**Document:**
▽
Take a song that's powered by electric guitars and synths and break it down to its acoustic heart — that's what was so fascinating about "MTV Unplugged" when the series debuted back on November 26, 1989 with host Jules Shear and a three-artist lineup of Squeeze, Syd Straw, and Elliot Easton.
While it was far from the first acoustic showcase, "MTV Unplugged" did speak to a different generation, first introduced to neon-bright, high-velocity, slickly-produced pop via the video channel. It also appealed to a long line of musicians who gravitated toward the format (there were over 100 "Unplugged" episodes produced) and nearly 30 artists or bands went on to release lauded "MTV Unplugged" albums or EPs, like Eric Clapton (who won six Grammys, including "Album of the Year," for his Unplugged), 10,000 Maniacs, Ricky Martin, Paul McCartney, Mariah Carey, Alicia Keys, Jay-Z, Lauryn Hill, Alice in Chains, and most notably, Nirvana.
The recording of Nirvana's MTV Unplugged in New York, recorded on November 18, 1993 and released nearly a year later, on November 1, 1994, was one of Kurt Cobain's final live performances before his death and arguably his most riveting (and harrowing to execute, as detailed by Nirvana's former co-manager, Danny Goldberg, in his 2019 memoir, Serving the Servant). Aside from going 5x platinum in the States alone, Nirvana's MTV Unplugged in New York was a disorienting, heartbreaking glimpse into Cobain's musical genius, bracketed by his profound pain.
"MTV Unplugged" represents just a fragment of that always-shifting boundary between electric and acoustic songs. The happy shock of hearing Billie Eilish transform a Phantogram track into an acoustic ballad or the enduring resonance of Johnny Cash's deconstruction of Nine Inch Nails' "Hurt" is what makes "unplugged" songs so essential. WFUV staffers picked some favorite electric-turned-acoustic classics and we've also included a handy Spotify playlist of most of those tracks below:
Cat Power, "Sea of Love"
△
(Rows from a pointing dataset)
▽
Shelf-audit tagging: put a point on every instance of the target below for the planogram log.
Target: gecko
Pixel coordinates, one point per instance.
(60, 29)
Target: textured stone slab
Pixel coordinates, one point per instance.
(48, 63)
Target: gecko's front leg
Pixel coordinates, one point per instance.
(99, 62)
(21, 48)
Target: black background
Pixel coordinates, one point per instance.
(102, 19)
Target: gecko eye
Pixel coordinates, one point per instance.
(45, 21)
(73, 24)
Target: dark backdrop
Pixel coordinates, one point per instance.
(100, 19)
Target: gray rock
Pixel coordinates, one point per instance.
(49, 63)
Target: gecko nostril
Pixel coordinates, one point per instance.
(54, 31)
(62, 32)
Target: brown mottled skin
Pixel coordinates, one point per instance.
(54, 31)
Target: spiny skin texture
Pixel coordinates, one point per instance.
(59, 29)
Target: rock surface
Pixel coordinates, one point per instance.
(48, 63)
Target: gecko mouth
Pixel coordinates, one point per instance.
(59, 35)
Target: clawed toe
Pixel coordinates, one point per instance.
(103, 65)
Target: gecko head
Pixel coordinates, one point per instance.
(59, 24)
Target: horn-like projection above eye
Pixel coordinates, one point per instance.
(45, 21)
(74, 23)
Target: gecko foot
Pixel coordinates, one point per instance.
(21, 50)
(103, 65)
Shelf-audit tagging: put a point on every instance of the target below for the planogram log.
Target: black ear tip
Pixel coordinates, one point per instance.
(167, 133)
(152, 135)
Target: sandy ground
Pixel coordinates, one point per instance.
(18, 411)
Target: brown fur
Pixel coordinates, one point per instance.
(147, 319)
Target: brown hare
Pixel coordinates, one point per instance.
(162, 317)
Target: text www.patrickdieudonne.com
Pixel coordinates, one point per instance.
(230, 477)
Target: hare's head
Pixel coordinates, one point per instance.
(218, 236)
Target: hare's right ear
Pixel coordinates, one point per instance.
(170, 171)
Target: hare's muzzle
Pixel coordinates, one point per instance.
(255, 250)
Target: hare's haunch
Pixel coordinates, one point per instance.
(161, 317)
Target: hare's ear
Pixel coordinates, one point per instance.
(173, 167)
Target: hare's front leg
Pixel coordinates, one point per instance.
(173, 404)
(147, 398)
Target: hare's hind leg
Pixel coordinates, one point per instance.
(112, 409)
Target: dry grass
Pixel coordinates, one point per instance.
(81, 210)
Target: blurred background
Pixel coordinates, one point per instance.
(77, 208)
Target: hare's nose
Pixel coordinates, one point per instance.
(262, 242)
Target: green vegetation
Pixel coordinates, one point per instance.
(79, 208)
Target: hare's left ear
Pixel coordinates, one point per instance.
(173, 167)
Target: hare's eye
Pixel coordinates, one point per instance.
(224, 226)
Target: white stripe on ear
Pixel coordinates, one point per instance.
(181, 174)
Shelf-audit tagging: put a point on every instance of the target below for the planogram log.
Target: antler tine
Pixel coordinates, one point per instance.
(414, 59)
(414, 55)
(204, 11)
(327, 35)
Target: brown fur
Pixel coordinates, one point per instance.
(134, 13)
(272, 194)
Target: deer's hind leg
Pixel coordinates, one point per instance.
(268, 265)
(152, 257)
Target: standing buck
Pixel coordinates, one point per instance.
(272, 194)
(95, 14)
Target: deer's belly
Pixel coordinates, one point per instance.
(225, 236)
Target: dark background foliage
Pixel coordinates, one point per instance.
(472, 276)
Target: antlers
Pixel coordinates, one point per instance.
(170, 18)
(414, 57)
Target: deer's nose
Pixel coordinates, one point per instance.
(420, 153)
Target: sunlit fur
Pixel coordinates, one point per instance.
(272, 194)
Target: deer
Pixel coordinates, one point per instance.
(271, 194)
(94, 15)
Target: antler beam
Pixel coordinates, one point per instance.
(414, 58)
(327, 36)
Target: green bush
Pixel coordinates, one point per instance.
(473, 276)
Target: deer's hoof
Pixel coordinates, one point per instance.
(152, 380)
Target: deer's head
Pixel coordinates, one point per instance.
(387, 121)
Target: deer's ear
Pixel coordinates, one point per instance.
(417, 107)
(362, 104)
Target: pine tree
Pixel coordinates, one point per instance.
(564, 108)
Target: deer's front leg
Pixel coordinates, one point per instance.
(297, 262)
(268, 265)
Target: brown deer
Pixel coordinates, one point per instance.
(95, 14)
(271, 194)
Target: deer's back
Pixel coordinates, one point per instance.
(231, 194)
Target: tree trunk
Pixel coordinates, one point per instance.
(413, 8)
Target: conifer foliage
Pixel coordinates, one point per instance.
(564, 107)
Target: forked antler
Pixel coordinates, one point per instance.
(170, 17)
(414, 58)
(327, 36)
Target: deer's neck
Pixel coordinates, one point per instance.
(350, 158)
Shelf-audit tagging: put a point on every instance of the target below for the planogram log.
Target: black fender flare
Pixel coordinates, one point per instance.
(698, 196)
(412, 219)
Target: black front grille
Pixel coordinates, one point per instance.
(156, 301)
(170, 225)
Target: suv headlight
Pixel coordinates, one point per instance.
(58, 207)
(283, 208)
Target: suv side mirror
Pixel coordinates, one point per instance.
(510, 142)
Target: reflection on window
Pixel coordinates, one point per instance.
△
**Given instruction A:** Name the three acts in the lineup of the first episode described in the piece on MTV Unplugged.
**Given instruction B:** Reproduce word for word the passage of the piece on MTV Unplugged that begins at "The recording of" and ends after "his profound pain.".

**Output A:** Squeeze, Syd Straw, and Elliot Easton

**Output B:**
The recording of Nirvana's MTV Unplugged in New York, recorded on November 18, 1993 and released nearly a year later, on November 1, 1994, was one of Kurt Cobain's final live performances before his death and arguably his most riveting (and harrowing to execute, as detailed by Nirvana's former co-manager, Danny Goldberg, in his 2019 memoir, Serving the Servant). Aside from going 5x platinum in the States alone, Nirvana's MTV Unplugged in New York was a disorienting, heartbreaking glimpse into Cobain's musical genius, bracketed by his profound pain.